What you should do
Copy out the listing below so that each line matches exactly.

:::

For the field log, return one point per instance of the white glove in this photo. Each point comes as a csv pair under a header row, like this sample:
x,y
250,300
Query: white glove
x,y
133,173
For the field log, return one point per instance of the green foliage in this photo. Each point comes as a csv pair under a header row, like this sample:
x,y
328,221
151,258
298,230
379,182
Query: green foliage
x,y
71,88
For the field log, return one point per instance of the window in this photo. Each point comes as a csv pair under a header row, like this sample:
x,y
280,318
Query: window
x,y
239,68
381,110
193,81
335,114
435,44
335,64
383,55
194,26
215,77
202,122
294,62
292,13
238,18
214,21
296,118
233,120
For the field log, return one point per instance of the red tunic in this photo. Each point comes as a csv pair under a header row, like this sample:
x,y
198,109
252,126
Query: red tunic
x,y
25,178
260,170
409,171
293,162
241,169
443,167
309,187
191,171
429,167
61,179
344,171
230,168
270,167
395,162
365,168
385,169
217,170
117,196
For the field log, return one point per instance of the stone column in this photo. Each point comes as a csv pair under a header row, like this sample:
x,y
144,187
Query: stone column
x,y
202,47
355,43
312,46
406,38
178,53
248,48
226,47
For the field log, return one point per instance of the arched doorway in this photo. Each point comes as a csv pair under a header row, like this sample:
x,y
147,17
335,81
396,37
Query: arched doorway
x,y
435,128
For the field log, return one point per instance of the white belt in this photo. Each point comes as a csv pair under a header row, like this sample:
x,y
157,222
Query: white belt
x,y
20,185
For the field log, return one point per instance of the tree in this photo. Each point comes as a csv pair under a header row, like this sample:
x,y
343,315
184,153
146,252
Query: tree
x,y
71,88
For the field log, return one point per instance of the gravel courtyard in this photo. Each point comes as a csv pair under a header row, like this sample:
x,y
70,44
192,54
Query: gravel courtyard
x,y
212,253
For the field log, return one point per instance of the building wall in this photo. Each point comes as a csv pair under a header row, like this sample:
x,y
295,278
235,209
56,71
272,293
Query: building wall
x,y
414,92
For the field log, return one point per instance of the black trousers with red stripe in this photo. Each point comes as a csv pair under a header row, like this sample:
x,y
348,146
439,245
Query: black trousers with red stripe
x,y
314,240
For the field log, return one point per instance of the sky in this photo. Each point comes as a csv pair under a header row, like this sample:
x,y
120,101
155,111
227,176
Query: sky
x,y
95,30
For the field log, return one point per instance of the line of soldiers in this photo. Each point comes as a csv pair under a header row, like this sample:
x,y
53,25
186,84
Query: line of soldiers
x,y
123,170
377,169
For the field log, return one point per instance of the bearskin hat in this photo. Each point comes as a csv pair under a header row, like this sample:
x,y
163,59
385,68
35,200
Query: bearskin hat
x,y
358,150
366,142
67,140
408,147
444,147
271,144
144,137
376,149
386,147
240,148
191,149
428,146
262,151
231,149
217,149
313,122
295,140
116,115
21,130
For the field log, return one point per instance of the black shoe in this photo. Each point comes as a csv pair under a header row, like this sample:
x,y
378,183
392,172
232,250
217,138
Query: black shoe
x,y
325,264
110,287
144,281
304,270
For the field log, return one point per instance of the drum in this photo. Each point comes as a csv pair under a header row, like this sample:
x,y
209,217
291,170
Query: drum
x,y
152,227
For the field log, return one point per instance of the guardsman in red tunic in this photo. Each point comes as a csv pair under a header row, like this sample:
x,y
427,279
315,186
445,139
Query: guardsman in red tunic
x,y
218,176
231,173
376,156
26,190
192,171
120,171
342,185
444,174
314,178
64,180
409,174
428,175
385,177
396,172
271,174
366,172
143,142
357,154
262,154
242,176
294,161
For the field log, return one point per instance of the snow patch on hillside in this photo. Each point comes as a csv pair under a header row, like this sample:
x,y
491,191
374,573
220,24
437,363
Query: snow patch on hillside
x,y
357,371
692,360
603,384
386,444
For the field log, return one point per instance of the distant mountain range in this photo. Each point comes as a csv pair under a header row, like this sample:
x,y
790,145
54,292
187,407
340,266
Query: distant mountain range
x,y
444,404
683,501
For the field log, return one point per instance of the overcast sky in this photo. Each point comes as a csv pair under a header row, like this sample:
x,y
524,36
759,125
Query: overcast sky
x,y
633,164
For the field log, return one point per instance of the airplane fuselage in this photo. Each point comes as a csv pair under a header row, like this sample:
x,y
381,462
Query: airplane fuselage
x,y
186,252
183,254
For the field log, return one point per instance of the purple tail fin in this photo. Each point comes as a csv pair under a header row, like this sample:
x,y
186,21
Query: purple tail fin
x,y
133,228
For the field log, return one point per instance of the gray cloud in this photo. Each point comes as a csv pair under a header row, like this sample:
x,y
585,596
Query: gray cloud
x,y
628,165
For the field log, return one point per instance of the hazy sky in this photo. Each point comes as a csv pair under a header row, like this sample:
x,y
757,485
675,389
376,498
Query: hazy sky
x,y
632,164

:::

Result of the exercise
For the field log, return one point per instance of the white glove in this photo. Each point comes as a csv pair under a header row, like this sample:
x,y
250,300
Query: white glove
x,y
133,173
For the field log, return one point per instance of the green foliage in this photo. Each point comes as a csv pair under a header row, like this sample:
x,y
328,221
151,258
298,230
379,182
Query: green foliage
x,y
71,88
For the field log, return one point per instance of the window in this photo. Each point comes as a csv pair under a header row, like this sample:
x,y
280,318
Query: window
x,y
239,68
381,110
193,81
335,114
435,44
335,64
383,55
194,26
215,77
202,122
294,62
292,13
238,18
214,21
296,118
233,120
For the field log, return one point per instance of the red tunic in this photo. Each point comes as a csv pair under a header row, like this sample:
x,y
198,109
252,126
Query: red tunic
x,y
25,178
260,170
409,171
293,162
241,169
443,167
309,187
191,171
429,167
61,179
344,171
230,168
270,167
395,162
365,168
385,169
217,170
117,196
For the field log, return one point per instance of the stone column in this photo. Each point comes as a csv pair under a header row, like this sample:
x,y
144,187
Query: stone column
x,y
202,47
355,43
312,46
406,38
178,53
248,48
226,47
For the field log, return one point per instance of the arched doorway in this photo. Each point comes as a csv pair under a header row, like this sample:
x,y
147,17
335,81
396,37
Query: arched doorway
x,y
435,128
For the field log, return one point per instance of the white belt in this photo. Each point comes as a csv pair under a header row, like this sample:
x,y
157,222
Query: white belt
x,y
20,185
For the field log, return one point per instance of the tree in this photo. Each point comes as a csv pair under a header row, like this sample:
x,y
343,315
184,153
146,252
Query: tree
x,y
71,88
For the field log, return one point per instance of the gravel courtyard in this photo. Each point comes as a csv pair under a header row, like this sample:
x,y
70,44
192,54
Query: gravel courtyard
x,y
212,253
For the field log, return one point per instance of the building wall in this photo. Each point comes as a csv pair under a header row, like this sample:
x,y
295,278
235,209
56,71
272,293
Query: building wall
x,y
414,92
For the field log, return one point per instance of the black trousers with red stripe in this photo. Each point comes as a csv pair under a header row, like this sample:
x,y
348,146
439,245
Query: black trousers with red stripe
x,y
314,240
For the field log, return one point per instance of the sky in this photo. Each point comes as a csv pair under a header row, like this sample:
x,y
120,101
155,111
227,176
Query: sky
x,y
95,30
For the field log, return one point per instance of the line of soldiers in this photo. Each point comes as a csv pair under a header row, like this sample:
x,y
53,25
186,84
Query: line of soldiers
x,y
123,170
377,169
For the field log, return one point per instance of the bearskin hat in this photo. Each point comes as a csv pair under a header row, like this sample:
x,y
163,59
385,68
35,200
Query: bearskin hat
x,y
358,150
366,142
67,140
408,147
444,147
271,144
144,137
376,149
386,147
240,148
191,149
428,146
262,151
231,149
217,149
313,122
295,140
116,115
21,130
For the field log, return one point per instance of the black shoe in this photo. Each point comes as a csv pair under a header row, like this sample:
x,y
378,183
392,172
232,250
217,138
Query: black shoe
x,y
325,264
110,287
144,281
304,270
For the field log, return one point per instance of the drum in this photo. Each point comes as a csv pair under a header row, like this sample:
x,y
209,217
291,170
Query: drum
x,y
152,227
For the field log, return one point per instance of the guardsman in red tunic in this photo. Each point comes as a csv pair under a header row, like this sample:
x,y
427,279
315,186
445,139
Query: guardsman in red tunic
x,y
218,176
231,173
376,156
26,190
192,171
120,171
342,185
444,174
314,178
64,180
409,174
428,175
385,177
396,172
271,174
366,172
143,142
357,154
262,154
242,176
294,161
For the field log, return one point per instance of the snow patch on hillside in this photo. Each point comes as a csv pair under a header row, like this sample:
x,y
491,191
374,573
220,24
437,363
Query: snow patch on hillside
x,y
357,371
692,360
603,384
386,444
For the field log, return one point per instance of the distant mountain range in this photo. Each point comes as a csv pair under a header row, like this sample:
x,y
790,145
54,292
187,407
340,266
Query: distant mountain range
x,y
444,404
683,501
For the field log, return one point per instance of the overcast sky in this photo. Each point comes as a csv pair under a header row, like this sample:
x,y
524,36
759,125
Query: overcast sky
x,y
633,164
For the field log, return one point per instance of the airplane fuselage in this photo. Each point comes as a csv pair under a header row, like this sample:
x,y
381,462
Query: airplane fuselage
x,y
186,252
183,254
For the field log, return one point per instance of the purple tail fin in this photo. Each point comes as a csv pair under a header row, like this sample:
x,y
186,21
Query: purple tail fin
x,y
133,228
For the field log, return one point per instance of the gray cloud in this photo. Each point comes as a csv pair under a header row, like this sample:
x,y
585,596
Query: gray cloud
x,y
628,165
For the field log, return one point per instance of the hazy sky in this photo. Each point comes as a csv pair under a header row, like this sample:
x,y
757,485
675,389
376,498
Query: hazy sky
x,y
632,164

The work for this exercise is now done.